PROVIDED DATA START

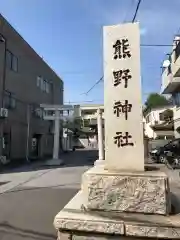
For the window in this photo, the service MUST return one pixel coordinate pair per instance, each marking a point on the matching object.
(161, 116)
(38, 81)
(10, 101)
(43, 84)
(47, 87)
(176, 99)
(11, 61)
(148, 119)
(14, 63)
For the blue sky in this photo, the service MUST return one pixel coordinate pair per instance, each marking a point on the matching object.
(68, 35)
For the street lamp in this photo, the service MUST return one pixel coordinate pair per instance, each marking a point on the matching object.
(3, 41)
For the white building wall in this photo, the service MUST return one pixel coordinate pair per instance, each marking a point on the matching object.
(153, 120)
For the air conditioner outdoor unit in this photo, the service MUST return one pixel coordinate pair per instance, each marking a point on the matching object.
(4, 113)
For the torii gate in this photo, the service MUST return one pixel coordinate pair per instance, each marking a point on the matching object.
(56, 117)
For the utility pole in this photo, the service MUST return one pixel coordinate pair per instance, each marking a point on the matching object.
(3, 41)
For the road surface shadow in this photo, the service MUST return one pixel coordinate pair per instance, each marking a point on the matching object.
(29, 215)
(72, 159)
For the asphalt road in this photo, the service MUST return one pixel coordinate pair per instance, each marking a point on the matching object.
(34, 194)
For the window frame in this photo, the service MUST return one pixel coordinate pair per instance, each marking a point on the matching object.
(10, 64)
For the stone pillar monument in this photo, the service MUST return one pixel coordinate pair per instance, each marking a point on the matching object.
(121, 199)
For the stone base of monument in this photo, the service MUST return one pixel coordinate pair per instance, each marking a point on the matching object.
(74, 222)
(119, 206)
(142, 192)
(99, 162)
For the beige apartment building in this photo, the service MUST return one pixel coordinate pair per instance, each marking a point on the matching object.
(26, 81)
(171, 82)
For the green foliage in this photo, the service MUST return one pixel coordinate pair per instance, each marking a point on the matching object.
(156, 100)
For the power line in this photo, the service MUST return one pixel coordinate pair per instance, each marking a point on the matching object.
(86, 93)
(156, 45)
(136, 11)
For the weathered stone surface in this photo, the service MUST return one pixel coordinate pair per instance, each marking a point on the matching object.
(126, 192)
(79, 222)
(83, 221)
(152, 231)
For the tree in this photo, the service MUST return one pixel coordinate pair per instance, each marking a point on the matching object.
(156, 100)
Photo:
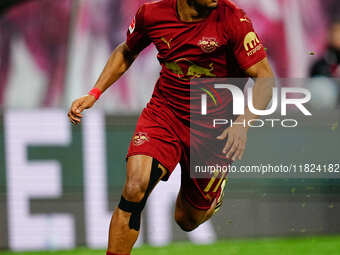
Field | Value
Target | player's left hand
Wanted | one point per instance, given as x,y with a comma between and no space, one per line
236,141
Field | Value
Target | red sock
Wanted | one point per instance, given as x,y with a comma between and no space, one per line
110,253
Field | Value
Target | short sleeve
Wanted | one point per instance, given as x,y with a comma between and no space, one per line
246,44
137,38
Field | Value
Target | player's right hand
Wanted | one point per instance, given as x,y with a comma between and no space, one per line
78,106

PROVIDED DATA END

## ACTION ITEM
None of the pictures should appear; copy the rest of the material above exactly.

## ANSWER BOX
For the window in this photo, the service MUST return one pixel coordinate pair per instance, each marking a point on the matching object.
(161, 116)
(38, 81)
(10, 101)
(43, 84)
(47, 87)
(176, 99)
(11, 61)
(148, 119)
(14, 63)
For the blue sky in this photo, the service MUST return one pixel coordinate pair per instance, each marking a point on the matching object.
(68, 35)
For the street lamp in this photo, the service MUST return one pixel coordinate pair per instance, each marking a point on the matching object.
(3, 41)
For the white building wall in this photo, the service MUST return one pixel coordinate pair per instance, each marking a point on the matching object.
(153, 120)
For the air conditioner outdoor unit in this photo, the service MUST return one pixel coordinate pair per instance, each marking a point on the matching object.
(4, 113)
For the torii gate in this photo, the service MUST return one pixel coordinate pair per instance, each marking a point on the matching object.
(56, 117)
For the utility pole in this photo, the service MUST return one pixel coordinate pair per instance, each marking a point on the matching object.
(3, 41)
For the road surface shadow in this photo, the service MUST return one pixel coordinate pair per instance, each marking a point on the matching object.
(29, 215)
(72, 159)
For the asphalt road in this photo, the service MUST return one pixel coordinate pair per instance, each marking a point on the matching object.
(34, 194)
For the window frame in this photo, the service MUST return one pixel coordinate pair per instance, each marking a point on the matching object.
(10, 64)
For the stone pillar monument in this photo, the service MUST return one pixel coordinate pair per instance, each marking a point on the matching object.
(121, 199)
For the stone base of monument in this photo, the service MUST return one pixel coordinate pair per instance, each marking a point on the matching object.
(74, 222)
(119, 206)
(142, 192)
(99, 162)
For the beige apartment building in this photo, the service MUST return one pixel coordinate pair per instance, each marking a point on the matching object.
(26, 81)
(171, 82)
For the green foliage in this photo, the service MUST return one pixel coordinate pair per instance, each marking a point on the matching object.
(156, 100)
For the power line in this photo, the service MUST return one pixel coordinate pair per instance, each marking a point on the matching object.
(86, 93)
(156, 45)
(136, 11)
For the weathered stone surface in this photo, the service MUST return one pixel coordinate pair per instance, each marking a point on the matching object.
(126, 192)
(79, 222)
(83, 221)
(152, 231)
For the tree in this photo, the service MUST return one pixel coordinate pair per instance, each marking a point on the matching object.
(156, 100)
Photo:
Field | Value
Target | player's left hand
Wanted | one point per instance, given as x,y with a comma between and no space, one per line
236,141
Field | Value
Target | red sock
Wanted | one point per instance, given as x,y with a comma between and no space, one per line
110,253
Field | Value
Target | short sleeve
Wanted | one point per instance, given as x,y with a comma between and no space, one per line
246,44
137,38
Field | Value
Target | player's right hand
Wanted | one point per instance, given as x,y with a comma between and no space, one per line
78,106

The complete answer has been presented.